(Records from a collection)
===============
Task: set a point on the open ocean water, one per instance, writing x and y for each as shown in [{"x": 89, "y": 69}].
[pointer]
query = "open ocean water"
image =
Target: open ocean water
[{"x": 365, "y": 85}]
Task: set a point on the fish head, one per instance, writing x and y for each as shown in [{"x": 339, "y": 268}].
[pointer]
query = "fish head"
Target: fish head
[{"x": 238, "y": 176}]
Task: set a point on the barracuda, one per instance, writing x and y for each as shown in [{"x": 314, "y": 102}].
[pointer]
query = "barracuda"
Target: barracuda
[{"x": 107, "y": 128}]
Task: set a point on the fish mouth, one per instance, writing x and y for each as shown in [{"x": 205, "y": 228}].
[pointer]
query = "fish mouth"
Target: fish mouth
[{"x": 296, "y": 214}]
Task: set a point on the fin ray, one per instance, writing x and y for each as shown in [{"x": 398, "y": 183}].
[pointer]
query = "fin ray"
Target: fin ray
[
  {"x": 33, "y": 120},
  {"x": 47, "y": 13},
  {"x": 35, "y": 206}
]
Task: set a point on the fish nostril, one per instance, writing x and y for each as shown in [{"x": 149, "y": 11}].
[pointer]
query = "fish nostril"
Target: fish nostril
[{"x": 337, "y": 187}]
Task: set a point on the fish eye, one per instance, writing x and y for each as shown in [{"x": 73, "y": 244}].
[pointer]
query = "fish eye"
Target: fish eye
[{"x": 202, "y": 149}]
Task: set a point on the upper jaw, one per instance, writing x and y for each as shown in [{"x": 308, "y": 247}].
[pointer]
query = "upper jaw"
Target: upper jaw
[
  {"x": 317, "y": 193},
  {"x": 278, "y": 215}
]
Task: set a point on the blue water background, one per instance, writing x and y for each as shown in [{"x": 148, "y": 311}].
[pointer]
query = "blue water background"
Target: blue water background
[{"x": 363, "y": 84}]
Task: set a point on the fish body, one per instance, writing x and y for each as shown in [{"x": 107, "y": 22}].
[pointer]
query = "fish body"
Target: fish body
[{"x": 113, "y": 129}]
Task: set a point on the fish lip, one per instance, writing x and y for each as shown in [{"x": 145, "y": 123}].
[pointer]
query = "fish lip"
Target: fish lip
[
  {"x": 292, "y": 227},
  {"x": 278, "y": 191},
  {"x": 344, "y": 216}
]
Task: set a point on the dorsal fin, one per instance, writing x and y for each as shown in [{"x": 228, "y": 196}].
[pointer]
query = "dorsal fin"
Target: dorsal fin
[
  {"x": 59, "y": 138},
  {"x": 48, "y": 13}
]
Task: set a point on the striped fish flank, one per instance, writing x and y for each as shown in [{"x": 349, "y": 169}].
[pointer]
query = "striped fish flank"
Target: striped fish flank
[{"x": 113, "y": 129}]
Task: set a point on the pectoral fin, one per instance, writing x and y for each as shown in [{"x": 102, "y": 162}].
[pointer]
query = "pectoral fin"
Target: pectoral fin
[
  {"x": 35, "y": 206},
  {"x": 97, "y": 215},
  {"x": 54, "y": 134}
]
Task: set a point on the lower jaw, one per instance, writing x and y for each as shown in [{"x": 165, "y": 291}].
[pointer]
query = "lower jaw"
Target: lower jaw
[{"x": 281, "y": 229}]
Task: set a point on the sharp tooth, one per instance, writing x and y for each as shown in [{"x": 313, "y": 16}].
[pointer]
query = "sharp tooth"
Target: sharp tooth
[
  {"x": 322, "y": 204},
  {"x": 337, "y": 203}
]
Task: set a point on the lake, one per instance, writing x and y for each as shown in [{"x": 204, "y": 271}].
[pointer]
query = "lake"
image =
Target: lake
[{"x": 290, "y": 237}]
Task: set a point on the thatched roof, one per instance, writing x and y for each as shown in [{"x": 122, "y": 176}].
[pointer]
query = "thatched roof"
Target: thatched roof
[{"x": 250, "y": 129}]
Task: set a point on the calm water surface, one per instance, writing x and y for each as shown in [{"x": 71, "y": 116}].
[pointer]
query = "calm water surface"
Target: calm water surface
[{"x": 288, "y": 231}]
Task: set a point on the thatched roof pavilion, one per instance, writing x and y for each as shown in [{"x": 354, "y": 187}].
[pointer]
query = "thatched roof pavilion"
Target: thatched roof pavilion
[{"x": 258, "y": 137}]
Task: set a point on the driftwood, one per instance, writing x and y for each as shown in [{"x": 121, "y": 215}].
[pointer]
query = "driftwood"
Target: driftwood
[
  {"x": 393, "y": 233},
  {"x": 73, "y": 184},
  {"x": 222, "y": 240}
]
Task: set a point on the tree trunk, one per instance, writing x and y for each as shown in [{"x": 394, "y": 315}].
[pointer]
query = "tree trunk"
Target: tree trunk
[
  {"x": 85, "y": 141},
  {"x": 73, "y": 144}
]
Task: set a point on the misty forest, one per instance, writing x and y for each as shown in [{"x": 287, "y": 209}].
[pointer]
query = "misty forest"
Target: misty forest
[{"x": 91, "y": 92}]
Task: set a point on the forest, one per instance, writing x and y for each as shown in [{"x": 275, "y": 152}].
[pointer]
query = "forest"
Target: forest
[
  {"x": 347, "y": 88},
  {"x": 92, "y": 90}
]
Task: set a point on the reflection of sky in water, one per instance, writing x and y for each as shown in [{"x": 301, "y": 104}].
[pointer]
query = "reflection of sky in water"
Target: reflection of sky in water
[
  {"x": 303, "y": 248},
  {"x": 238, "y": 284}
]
===============
WHAT NEEDS TO BE DONE:
Line by line, copy the data above.

PROBLEM SOLUTION:
Task: set a point on the open ocean water, one per instance, writing x and y for each as shown in [{"x": 89, "y": 69}].
[pointer]
query = "open ocean water"
image =
Target: open ocean water
[{"x": 365, "y": 85}]
Task: set a point on the fish head, one per instance, writing x and y for each as shown in [{"x": 339, "y": 268}].
[pointer]
query = "fish head"
Target: fish head
[{"x": 238, "y": 176}]
Task: set a point on the barracuda, one per instance, writing x and y for each as shown in [{"x": 314, "y": 102}].
[pointer]
query = "barracuda"
Target: barracuda
[{"x": 107, "y": 128}]
Task: set a point on the fish mouth, one per instance, writing x and y for each as shown in [{"x": 205, "y": 228}].
[pointer]
query = "fish mouth"
Target: fish mouth
[{"x": 296, "y": 214}]
Task: set a point on the fin ray, one per instance, writing x and y for each as shown in [{"x": 398, "y": 183}].
[pointer]
query = "fin ray"
Target: fin ray
[
  {"x": 33, "y": 120},
  {"x": 47, "y": 13},
  {"x": 35, "y": 206}
]
Task: set a point on the fish nostril, one per instance, writing x and y for each as shown in [{"x": 149, "y": 11}].
[pointer]
query = "fish nostril"
Target: fish nostril
[{"x": 337, "y": 187}]
Task: set a point on the fish eye, one per instance, writing x and y for each as shown in [{"x": 73, "y": 244}].
[pointer]
query = "fish eye"
Target: fish eye
[{"x": 202, "y": 149}]
Task: set a point on the upper jaw, one per instance, writing x and y for each as shown in [{"x": 308, "y": 247}].
[pointer]
query = "upper jaw"
Target: upper jaw
[
  {"x": 317, "y": 193},
  {"x": 278, "y": 215}
]
Task: set a point on the blue water background, one per instance, writing x and y for each as shown in [{"x": 148, "y": 311}].
[pointer]
query = "blue water background"
Target: blue water background
[{"x": 363, "y": 84}]
Task: set a point on the fish body, one per instance, writing x and y for each as shown in [{"x": 107, "y": 22}].
[pointer]
query = "fish body"
Target: fish body
[{"x": 113, "y": 129}]
Task: set a point on the fish lip, one per instance, writing x and y for each as shown in [{"x": 145, "y": 123}].
[pointer]
query = "fish lip"
Target: fish lip
[
  {"x": 292, "y": 227},
  {"x": 278, "y": 191},
  {"x": 344, "y": 216}
]
Task: set a point on the dorsal fin, one per instance, writing x and y for each as shown in [{"x": 228, "y": 196}].
[pointer]
query = "dorsal fin"
Target: dorsal fin
[
  {"x": 59, "y": 138},
  {"x": 48, "y": 13}
]
Task: set a point on the striped fish flank, one per instance, writing x and y for each as shown in [{"x": 349, "y": 169}].
[pointer]
query = "striped fish flank"
Target: striped fish flank
[{"x": 113, "y": 129}]
Task: set a point on the pectoral fin, one per instance, writing x and y for each as shown in [{"x": 102, "y": 162}].
[pointer]
query = "pectoral fin"
Target: pectoral fin
[
  {"x": 35, "y": 206},
  {"x": 97, "y": 215},
  {"x": 54, "y": 134}
]
Task: set a point on the lower jaw, one per instance, writing x and y for each as shown in [{"x": 165, "y": 291}].
[pointer]
query = "lower jaw"
Target: lower jaw
[{"x": 281, "y": 229}]
Task: set a point on the sharp tooth, one per instance, writing x and y for each as shown in [{"x": 313, "y": 16}].
[pointer]
query = "sharp tooth"
Target: sharp tooth
[
  {"x": 322, "y": 204},
  {"x": 337, "y": 203}
]
Task: set a point on the lake, one per instance, writing x and y for each as shown in [{"x": 204, "y": 271}].
[pointer]
query = "lake"
image =
Target: lake
[{"x": 290, "y": 237}]
Task: set a point on the thatched roof, one per instance, writing x and y for each as shown in [{"x": 122, "y": 176}].
[pointer]
query = "thatched roof"
Target: thatched roof
[{"x": 250, "y": 129}]
Task: set a point on the calm water surface, one per instance, writing x and y for each as shown in [{"x": 71, "y": 116}].
[pointer]
query = "calm water surface"
Target: calm water surface
[{"x": 288, "y": 231}]
Task: set a point on the thatched roof pavilion, one per instance, writing x and y for each as shown in [{"x": 354, "y": 187}].
[pointer]
query = "thatched roof pavilion"
Target: thatched roof pavilion
[{"x": 258, "y": 137}]
Task: set a point on the driftwood, one per instance, writing x and y for each as shown in [{"x": 121, "y": 215}].
[pointer]
query = "driftwood"
Target: driftwood
[
  {"x": 393, "y": 233},
  {"x": 73, "y": 184},
  {"x": 222, "y": 240}
]
Task: set a point on the tree trunk, one per instance, writing x and y for each as shown in [{"x": 394, "y": 315}].
[pointer]
query = "tree trunk"
Target: tree trunk
[
  {"x": 85, "y": 141},
  {"x": 73, "y": 144}
]
Task: set a point on the misty forest, one per instance, writing x and y for each as shown in [{"x": 287, "y": 209}].
[pointer]
query = "misty forest"
Target: misty forest
[{"x": 91, "y": 92}]
Task: set a point on the forest, one per instance, writing x and y for each as shown in [{"x": 275, "y": 152}].
[pointer]
query = "forest"
Target: forest
[
  {"x": 347, "y": 88},
  {"x": 92, "y": 90}
]
Task: set a point on the reflection of sky in water, one per instance, writing x and y for each as shown in [{"x": 301, "y": 104}].
[pointer]
query = "reflection of sky in water"
Target: reflection of sky in water
[
  {"x": 303, "y": 248},
  {"x": 238, "y": 284}
]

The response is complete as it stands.